Task requirements: Render the records below as a JSON list of strings, one string per line, starting at the line containing "tag the overcast sky" and ending at the line containing "<point>282,15</point>". Leave out blank lines and include only those lines.

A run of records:
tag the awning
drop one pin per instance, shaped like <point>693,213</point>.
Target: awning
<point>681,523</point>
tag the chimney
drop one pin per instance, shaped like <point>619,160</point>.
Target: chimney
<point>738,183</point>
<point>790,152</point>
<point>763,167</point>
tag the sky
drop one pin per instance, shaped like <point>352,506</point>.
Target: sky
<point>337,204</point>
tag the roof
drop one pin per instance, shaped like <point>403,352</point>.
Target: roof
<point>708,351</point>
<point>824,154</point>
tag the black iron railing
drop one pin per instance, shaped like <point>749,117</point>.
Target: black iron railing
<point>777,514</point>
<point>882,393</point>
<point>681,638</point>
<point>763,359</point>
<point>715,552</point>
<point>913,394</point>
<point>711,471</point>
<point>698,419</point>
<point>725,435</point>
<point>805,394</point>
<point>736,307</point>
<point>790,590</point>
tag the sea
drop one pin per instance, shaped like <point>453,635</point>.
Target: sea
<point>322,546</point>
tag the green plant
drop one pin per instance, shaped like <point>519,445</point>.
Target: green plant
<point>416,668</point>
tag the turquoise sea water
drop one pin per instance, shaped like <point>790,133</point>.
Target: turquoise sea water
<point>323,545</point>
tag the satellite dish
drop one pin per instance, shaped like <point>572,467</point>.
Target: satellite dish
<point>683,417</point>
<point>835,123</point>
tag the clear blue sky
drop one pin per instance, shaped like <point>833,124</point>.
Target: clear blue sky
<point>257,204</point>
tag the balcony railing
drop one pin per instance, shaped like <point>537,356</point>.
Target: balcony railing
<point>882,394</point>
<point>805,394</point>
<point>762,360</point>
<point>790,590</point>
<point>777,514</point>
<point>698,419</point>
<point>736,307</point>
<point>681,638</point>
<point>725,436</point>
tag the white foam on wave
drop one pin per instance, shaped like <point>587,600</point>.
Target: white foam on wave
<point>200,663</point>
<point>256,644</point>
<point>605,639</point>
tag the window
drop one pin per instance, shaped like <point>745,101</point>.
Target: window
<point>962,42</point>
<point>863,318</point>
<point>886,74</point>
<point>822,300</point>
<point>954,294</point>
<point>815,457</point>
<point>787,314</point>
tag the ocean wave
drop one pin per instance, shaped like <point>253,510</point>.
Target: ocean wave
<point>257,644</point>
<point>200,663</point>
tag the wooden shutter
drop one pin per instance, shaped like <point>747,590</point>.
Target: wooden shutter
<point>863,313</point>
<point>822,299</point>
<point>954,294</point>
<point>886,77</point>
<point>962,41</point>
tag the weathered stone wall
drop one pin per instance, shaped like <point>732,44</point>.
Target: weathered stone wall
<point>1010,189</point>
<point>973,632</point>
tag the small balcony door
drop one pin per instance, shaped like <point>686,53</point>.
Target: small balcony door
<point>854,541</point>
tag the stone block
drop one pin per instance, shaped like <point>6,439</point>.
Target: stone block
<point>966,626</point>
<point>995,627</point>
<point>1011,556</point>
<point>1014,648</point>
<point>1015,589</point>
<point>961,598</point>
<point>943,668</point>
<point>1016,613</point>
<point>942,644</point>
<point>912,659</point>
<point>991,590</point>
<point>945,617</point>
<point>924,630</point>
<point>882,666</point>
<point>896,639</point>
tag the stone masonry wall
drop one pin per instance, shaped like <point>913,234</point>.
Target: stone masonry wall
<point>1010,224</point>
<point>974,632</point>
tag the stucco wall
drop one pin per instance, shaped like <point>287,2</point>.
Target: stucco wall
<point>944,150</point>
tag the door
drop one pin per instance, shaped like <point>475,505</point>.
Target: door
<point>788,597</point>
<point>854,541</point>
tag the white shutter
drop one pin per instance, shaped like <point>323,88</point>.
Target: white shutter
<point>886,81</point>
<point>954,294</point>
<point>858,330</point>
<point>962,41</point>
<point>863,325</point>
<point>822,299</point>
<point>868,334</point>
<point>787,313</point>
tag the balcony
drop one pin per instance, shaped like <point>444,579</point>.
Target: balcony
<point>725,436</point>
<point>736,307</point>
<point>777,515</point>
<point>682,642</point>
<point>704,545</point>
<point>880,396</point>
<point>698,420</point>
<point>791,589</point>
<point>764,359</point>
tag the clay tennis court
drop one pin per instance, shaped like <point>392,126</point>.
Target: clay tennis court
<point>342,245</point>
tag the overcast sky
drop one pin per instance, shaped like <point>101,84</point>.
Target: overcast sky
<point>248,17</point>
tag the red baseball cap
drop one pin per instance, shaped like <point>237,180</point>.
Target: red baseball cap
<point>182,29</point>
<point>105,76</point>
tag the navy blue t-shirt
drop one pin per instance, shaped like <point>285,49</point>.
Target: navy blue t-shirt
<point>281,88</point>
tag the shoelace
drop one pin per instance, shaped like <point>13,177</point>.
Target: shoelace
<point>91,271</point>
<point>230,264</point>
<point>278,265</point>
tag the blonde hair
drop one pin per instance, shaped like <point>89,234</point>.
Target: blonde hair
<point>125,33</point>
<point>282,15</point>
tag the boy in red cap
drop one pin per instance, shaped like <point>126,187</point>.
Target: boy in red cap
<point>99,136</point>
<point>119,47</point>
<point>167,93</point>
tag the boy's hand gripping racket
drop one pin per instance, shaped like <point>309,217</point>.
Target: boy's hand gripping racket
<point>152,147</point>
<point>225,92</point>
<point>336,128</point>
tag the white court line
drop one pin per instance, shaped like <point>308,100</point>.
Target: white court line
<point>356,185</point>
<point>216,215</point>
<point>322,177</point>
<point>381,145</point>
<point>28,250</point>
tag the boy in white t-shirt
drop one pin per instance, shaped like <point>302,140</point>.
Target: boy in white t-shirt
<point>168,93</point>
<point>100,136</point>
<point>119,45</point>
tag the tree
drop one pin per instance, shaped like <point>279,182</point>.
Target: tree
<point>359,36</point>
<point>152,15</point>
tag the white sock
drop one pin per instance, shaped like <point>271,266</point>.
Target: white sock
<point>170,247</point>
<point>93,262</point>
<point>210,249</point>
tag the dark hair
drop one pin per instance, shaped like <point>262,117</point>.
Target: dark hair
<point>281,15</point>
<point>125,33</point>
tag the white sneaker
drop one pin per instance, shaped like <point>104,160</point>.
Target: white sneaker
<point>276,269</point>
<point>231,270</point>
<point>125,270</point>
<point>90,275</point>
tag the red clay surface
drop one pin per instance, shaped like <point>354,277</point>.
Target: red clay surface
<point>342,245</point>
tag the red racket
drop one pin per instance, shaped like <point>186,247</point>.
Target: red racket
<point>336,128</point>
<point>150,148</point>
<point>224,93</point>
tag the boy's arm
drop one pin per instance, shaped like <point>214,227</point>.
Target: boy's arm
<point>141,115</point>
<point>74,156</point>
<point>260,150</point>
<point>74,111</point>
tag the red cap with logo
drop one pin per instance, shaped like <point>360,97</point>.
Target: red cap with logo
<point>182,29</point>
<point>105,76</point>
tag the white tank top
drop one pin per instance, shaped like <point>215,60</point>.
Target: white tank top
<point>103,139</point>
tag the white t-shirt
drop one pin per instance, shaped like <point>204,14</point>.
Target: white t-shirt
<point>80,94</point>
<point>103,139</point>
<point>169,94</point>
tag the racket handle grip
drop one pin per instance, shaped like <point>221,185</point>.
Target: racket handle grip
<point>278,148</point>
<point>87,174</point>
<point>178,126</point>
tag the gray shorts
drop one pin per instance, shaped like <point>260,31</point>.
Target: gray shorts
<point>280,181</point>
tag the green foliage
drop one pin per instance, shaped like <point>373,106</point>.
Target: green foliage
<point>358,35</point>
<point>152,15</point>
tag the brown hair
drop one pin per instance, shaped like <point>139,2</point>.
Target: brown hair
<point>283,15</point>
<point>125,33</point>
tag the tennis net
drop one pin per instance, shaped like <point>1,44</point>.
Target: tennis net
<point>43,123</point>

Answer for the task:
[
  "tag the overcast sky",
  "drop one pin per instance, shaped like <point>101,84</point>.",
  "Target: overcast sky",
  "<point>248,17</point>",
  "tag the red baseball cap",
  "drop one pin per instance, shaped like <point>237,180</point>.",
  "Target: red baseball cap",
  "<point>182,29</point>",
  "<point>105,76</point>",
  "tag the navy blue t-shirt",
  "drop one pin per instance, shaped like <point>285,49</point>.",
  "Target: navy blue t-shirt",
  "<point>281,88</point>",
  "tag the shoelace",
  "drop one pin per instance, shaped like <point>13,177</point>.",
  "Target: shoelace",
  "<point>91,271</point>",
  "<point>230,264</point>",
  "<point>278,265</point>",
  "tag the blonde hair",
  "drop one pin per instance, shaped like <point>89,234</point>.",
  "Target: blonde hair",
  "<point>125,33</point>",
  "<point>282,15</point>"
]